Referring expression pointing data:
╔══

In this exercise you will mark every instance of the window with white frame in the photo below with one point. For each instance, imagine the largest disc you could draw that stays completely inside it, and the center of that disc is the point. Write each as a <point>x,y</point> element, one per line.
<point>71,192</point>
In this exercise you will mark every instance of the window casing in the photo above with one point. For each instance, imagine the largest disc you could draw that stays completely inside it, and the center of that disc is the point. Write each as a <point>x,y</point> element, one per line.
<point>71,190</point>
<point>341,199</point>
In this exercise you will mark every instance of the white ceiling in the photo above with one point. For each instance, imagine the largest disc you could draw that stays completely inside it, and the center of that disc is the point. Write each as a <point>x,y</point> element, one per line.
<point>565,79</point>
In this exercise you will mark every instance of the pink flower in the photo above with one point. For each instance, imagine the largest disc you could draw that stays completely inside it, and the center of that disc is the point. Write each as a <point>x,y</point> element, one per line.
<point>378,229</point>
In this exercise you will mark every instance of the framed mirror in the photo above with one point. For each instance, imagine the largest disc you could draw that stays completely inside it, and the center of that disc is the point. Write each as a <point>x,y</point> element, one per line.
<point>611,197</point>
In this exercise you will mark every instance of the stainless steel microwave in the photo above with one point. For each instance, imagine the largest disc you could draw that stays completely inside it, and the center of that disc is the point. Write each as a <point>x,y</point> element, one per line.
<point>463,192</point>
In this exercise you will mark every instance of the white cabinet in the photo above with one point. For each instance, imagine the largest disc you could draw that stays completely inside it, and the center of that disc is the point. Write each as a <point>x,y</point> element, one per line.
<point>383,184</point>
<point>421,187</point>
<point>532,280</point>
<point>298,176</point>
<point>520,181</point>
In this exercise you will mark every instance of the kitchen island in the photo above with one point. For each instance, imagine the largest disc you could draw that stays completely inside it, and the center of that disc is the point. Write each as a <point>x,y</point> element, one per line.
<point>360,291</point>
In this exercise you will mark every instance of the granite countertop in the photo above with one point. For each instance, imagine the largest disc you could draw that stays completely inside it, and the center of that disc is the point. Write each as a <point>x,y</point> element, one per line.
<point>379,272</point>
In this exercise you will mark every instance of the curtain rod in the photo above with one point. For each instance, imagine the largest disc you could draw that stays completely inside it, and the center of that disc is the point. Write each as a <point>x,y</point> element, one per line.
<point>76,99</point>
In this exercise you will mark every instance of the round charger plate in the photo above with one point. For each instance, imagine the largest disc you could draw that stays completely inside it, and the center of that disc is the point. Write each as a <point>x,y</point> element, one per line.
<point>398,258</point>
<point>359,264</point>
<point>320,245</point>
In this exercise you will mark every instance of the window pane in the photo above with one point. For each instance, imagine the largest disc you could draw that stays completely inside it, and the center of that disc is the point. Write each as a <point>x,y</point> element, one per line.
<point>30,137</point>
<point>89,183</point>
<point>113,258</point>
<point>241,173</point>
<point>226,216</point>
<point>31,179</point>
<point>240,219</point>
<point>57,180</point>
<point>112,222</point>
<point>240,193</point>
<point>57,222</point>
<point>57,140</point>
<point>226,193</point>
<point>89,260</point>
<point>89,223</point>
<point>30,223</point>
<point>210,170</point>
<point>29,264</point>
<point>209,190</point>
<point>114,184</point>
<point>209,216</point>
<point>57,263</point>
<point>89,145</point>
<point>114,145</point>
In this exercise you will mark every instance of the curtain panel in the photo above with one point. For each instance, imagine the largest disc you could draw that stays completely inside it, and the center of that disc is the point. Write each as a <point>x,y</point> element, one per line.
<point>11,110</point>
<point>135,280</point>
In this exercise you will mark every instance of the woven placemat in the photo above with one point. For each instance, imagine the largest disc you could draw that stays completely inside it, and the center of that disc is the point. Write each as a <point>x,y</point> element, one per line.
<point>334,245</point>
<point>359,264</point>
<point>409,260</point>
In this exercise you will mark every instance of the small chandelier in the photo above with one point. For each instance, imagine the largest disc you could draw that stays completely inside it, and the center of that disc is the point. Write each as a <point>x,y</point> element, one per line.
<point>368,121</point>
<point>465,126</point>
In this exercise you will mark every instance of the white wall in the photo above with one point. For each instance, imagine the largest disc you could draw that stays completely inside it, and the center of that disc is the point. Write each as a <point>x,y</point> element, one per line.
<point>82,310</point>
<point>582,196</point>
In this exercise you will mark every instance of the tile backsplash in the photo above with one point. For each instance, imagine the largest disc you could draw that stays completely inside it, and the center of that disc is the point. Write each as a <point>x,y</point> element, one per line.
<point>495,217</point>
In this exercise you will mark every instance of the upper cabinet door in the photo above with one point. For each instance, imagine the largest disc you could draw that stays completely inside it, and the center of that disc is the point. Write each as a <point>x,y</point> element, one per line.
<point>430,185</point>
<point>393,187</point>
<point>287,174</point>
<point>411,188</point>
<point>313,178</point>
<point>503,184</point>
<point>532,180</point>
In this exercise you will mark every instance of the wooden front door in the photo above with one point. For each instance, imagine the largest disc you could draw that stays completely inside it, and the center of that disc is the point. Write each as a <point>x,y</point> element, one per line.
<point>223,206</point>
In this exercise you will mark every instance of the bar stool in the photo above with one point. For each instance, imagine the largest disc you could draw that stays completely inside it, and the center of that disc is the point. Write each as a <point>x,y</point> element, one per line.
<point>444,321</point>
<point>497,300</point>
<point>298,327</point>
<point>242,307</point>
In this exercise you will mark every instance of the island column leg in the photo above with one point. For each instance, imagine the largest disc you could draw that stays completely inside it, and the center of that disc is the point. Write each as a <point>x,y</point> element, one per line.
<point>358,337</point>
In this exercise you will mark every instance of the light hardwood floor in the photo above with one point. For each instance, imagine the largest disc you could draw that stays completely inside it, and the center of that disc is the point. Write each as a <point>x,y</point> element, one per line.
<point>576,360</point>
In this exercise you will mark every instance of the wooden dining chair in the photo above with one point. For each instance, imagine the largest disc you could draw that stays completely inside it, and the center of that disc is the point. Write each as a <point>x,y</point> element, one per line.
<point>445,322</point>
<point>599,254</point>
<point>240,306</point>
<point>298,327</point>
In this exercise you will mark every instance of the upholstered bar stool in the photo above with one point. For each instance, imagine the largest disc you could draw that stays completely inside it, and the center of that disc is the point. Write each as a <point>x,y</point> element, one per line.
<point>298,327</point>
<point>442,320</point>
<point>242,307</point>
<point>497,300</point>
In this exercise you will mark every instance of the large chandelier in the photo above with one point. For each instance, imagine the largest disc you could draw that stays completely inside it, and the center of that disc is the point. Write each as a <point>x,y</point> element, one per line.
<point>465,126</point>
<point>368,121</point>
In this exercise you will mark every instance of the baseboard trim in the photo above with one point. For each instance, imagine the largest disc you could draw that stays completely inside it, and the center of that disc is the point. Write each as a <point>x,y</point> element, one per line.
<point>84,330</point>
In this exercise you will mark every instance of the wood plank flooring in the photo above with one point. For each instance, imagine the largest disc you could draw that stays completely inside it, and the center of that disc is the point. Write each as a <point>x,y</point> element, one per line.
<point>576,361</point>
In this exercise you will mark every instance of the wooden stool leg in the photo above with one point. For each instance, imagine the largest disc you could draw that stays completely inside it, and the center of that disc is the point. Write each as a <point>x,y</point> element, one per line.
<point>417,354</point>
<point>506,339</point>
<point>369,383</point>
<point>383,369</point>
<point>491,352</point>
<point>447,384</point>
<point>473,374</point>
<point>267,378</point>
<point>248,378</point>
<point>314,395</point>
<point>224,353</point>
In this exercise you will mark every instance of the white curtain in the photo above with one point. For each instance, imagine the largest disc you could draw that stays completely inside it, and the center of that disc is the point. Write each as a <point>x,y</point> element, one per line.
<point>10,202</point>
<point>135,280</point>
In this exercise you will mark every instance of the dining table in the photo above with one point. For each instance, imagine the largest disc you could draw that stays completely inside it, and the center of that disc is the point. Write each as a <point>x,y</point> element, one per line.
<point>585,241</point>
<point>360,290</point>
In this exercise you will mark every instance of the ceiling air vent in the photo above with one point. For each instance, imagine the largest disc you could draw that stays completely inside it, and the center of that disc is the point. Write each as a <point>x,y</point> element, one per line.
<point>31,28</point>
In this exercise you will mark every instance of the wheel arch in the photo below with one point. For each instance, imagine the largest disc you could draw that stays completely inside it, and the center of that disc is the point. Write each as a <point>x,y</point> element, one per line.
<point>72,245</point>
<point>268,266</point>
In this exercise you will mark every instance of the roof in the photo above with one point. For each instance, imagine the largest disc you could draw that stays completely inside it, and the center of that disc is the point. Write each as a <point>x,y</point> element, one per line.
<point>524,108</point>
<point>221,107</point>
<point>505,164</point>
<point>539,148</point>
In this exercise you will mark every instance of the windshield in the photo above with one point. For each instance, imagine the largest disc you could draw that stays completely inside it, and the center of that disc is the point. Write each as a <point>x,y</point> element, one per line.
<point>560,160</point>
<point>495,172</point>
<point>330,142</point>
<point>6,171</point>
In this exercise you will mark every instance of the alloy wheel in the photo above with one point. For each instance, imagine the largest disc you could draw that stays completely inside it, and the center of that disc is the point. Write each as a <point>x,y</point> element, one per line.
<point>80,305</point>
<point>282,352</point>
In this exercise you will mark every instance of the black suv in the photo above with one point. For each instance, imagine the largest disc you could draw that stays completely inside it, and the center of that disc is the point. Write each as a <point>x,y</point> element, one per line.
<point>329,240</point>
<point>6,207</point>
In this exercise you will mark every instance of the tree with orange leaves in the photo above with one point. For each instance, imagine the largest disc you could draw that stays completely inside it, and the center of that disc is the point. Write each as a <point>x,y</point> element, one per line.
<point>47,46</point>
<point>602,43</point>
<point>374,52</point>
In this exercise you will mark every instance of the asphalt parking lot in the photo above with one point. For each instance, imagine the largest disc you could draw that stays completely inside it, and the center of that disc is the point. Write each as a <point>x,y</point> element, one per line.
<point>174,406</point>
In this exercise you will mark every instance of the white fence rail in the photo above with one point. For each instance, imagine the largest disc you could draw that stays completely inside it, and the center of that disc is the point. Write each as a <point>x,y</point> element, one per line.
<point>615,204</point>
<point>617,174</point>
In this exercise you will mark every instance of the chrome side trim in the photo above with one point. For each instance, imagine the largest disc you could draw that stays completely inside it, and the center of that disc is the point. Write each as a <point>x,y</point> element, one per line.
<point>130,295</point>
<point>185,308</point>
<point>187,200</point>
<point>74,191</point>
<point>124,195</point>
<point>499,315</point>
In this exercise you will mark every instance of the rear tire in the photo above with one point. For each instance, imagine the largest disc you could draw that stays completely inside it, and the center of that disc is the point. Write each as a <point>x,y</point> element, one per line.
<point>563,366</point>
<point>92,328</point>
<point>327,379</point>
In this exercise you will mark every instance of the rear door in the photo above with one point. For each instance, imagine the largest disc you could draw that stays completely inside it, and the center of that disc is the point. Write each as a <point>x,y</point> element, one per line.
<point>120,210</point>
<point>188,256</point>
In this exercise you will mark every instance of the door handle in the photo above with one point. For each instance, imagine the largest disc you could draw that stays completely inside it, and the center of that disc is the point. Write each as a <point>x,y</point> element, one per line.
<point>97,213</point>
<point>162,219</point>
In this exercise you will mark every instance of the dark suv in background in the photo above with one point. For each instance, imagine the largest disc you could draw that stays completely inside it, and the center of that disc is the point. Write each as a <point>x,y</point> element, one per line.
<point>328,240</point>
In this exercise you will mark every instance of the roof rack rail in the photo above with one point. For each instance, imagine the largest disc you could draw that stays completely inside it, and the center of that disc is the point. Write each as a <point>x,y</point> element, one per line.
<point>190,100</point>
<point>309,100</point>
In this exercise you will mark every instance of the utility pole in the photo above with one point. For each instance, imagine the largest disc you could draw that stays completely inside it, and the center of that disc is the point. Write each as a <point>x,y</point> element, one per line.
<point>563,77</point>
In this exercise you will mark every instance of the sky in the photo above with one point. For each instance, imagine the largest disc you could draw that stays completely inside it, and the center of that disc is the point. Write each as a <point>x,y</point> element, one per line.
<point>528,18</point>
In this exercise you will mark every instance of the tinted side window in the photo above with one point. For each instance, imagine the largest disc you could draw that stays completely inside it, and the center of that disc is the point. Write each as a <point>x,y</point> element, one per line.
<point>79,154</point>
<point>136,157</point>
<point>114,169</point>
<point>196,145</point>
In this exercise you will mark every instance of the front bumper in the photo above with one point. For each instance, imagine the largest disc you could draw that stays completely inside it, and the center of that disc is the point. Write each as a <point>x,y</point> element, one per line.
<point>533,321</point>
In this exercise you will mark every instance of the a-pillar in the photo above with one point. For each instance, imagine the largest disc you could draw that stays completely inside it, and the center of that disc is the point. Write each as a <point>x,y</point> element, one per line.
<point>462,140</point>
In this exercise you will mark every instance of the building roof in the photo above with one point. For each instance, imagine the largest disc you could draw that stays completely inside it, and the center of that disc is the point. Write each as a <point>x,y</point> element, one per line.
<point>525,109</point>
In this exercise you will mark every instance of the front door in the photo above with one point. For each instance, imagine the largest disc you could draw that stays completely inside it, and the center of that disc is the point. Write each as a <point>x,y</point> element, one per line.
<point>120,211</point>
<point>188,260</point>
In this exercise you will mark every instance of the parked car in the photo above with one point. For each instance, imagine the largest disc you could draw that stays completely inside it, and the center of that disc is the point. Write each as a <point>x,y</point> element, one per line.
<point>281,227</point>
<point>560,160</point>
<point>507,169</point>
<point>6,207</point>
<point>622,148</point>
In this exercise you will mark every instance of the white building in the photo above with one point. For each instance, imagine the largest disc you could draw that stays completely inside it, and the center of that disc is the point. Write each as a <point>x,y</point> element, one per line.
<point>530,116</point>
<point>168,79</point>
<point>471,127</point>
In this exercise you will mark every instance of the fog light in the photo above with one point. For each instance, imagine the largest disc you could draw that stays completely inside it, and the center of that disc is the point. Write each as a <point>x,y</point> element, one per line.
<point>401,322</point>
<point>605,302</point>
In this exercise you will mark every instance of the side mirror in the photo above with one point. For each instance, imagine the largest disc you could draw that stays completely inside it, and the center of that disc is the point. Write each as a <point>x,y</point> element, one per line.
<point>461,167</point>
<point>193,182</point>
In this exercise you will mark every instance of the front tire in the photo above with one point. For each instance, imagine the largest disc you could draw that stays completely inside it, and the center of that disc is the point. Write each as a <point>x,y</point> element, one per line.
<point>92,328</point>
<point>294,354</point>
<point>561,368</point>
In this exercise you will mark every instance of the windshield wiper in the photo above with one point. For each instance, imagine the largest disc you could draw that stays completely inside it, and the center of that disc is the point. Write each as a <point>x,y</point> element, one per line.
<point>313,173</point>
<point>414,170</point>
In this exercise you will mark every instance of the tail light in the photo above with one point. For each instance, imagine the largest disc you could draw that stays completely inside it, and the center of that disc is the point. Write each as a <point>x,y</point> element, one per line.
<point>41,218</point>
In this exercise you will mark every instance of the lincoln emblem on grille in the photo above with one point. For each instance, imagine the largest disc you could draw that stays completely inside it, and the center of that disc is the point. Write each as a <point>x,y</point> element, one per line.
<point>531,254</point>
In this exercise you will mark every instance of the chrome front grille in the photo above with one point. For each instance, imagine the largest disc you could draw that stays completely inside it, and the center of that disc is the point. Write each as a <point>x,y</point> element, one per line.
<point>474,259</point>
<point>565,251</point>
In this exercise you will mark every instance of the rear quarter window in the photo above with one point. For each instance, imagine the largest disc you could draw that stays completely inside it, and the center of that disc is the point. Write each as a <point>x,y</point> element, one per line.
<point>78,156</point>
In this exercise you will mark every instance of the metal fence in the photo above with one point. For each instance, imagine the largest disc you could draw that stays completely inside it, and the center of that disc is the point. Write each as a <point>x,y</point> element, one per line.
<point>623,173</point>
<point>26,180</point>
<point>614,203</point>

╚══

#### Required action:
Output only the lines from the one that contains "In this exercise you will mark every instance of the metal" through the last line of the data above, each restated exactly.

#### Result for this task:
In this exercise you will mark every instance of the metal fence in the photo above with one point. For each instance, imagine the largest disc you could draw that stays completely inside it, and the center of that disc is the point. Write each as a <point>x,y</point> element, one per line.
<point>623,173</point>
<point>26,180</point>
<point>614,203</point>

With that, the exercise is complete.